*** Opening of Material provided ***

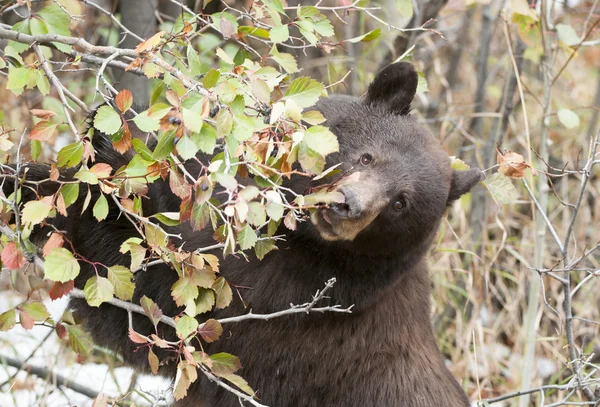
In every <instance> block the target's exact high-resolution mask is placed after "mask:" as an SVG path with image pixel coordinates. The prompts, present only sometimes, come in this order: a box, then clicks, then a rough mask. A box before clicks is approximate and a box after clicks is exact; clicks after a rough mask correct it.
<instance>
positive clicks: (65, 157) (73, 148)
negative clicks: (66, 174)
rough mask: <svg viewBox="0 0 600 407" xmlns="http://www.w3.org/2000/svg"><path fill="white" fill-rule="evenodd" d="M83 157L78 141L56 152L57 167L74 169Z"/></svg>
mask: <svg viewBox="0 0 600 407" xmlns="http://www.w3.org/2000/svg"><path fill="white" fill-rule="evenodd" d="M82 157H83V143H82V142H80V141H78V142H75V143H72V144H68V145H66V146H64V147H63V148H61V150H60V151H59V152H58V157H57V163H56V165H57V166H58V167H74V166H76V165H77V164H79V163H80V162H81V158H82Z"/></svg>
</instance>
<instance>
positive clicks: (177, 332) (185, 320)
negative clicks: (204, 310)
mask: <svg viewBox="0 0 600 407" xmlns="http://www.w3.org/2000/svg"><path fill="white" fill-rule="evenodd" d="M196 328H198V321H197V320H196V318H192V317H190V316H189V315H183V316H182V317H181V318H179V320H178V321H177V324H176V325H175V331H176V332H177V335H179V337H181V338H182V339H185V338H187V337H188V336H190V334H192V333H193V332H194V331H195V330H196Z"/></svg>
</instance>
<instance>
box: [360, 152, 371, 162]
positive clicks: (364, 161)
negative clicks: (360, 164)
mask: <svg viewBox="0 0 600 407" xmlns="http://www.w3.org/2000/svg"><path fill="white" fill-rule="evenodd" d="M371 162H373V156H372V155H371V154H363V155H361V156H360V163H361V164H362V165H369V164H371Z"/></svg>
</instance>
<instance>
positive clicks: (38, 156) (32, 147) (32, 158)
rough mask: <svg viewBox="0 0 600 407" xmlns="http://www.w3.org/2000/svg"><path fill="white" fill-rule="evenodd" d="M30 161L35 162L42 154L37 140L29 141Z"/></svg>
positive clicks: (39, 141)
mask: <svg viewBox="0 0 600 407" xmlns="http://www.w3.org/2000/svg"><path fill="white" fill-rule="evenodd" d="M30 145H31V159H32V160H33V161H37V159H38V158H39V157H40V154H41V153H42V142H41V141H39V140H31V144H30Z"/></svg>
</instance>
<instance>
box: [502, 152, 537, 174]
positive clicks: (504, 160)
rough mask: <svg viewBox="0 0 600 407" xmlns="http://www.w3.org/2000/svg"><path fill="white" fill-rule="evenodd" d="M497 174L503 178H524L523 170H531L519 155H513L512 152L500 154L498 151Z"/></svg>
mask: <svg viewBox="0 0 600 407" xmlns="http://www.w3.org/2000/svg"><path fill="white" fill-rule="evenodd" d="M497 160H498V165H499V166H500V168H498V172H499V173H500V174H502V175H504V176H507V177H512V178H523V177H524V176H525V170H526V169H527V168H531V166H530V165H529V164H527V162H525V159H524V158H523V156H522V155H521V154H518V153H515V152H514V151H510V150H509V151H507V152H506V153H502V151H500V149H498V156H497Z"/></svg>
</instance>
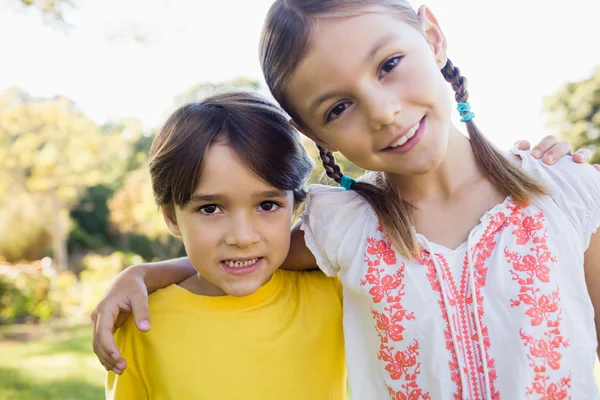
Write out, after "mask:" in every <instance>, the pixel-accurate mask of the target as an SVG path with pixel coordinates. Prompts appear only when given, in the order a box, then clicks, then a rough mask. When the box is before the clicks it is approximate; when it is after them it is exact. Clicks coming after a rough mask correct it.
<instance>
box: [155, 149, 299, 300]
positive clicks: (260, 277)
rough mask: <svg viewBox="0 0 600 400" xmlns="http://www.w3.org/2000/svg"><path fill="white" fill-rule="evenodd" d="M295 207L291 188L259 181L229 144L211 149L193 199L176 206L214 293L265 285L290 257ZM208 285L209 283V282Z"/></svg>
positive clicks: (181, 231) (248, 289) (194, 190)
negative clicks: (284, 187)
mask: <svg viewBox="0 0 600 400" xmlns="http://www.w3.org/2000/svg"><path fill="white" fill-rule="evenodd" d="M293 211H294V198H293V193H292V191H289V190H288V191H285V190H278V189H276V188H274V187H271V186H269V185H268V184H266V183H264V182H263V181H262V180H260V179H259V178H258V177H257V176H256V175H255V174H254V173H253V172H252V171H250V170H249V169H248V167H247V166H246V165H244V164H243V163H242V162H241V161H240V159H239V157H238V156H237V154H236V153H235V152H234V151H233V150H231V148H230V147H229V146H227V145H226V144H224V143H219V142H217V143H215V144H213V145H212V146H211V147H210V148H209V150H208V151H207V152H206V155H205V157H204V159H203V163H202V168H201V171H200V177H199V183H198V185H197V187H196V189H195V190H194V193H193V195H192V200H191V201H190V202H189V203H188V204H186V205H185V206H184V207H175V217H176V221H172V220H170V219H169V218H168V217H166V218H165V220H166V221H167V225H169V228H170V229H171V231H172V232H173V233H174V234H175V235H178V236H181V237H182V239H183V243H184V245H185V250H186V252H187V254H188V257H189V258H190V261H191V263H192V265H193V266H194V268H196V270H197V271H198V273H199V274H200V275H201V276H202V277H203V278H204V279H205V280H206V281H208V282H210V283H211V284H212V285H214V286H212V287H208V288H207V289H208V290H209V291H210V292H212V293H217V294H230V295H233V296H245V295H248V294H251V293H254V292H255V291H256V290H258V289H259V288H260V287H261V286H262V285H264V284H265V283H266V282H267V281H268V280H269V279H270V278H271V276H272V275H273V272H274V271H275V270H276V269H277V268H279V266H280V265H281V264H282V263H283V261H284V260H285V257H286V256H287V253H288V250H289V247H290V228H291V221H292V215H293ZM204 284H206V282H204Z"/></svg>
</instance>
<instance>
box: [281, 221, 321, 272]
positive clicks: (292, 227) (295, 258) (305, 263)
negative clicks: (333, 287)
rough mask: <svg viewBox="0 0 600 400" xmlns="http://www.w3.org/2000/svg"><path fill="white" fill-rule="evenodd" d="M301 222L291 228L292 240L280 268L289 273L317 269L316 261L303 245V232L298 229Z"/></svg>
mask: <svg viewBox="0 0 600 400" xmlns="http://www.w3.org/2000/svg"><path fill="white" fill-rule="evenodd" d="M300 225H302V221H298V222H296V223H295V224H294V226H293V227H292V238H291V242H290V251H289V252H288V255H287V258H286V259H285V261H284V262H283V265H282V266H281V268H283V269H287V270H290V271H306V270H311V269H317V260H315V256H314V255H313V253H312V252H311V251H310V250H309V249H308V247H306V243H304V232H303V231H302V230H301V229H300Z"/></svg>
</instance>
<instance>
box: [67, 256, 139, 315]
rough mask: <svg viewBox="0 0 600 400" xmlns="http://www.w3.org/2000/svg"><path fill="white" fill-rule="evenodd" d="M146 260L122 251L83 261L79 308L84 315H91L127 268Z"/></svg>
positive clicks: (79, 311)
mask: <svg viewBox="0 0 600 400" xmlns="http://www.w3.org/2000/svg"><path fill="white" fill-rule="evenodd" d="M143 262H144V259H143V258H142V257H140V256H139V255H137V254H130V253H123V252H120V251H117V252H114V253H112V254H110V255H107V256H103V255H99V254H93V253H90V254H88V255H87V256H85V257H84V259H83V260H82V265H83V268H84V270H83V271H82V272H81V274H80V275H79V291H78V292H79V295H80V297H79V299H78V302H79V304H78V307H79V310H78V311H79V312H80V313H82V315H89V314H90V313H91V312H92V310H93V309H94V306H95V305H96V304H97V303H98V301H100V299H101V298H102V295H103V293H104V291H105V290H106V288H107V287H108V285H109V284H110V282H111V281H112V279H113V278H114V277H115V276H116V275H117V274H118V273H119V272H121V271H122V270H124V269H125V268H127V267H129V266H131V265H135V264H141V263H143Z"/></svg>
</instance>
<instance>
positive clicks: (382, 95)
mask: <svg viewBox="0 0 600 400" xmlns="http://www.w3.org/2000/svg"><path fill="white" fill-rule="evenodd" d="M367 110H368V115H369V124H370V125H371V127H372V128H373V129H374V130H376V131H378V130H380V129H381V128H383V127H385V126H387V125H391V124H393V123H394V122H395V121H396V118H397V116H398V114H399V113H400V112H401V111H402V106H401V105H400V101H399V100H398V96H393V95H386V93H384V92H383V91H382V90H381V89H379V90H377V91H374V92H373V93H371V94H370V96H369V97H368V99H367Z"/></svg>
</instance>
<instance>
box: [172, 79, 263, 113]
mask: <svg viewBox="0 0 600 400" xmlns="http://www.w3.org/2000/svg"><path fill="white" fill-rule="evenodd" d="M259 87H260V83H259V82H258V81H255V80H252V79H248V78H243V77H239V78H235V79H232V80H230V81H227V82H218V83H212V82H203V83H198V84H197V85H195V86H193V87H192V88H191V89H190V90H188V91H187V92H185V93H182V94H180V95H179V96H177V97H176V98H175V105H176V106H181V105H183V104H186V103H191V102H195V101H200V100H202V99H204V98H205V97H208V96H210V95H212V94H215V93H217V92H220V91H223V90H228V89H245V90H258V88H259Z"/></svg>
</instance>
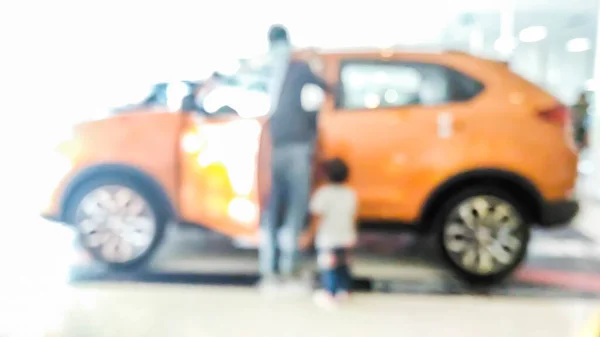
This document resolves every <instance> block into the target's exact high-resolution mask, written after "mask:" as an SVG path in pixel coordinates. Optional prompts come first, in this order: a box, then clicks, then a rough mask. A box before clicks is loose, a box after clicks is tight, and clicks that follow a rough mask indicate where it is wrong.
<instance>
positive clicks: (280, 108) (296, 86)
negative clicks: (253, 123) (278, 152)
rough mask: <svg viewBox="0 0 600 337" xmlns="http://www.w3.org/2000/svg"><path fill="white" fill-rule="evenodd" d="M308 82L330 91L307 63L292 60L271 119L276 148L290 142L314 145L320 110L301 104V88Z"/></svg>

*** Close of Material provided ***

» **Work to complete**
What number of lines in the records contain the word "approximate"? Answer with that number alone.

» **Completed exercise**
2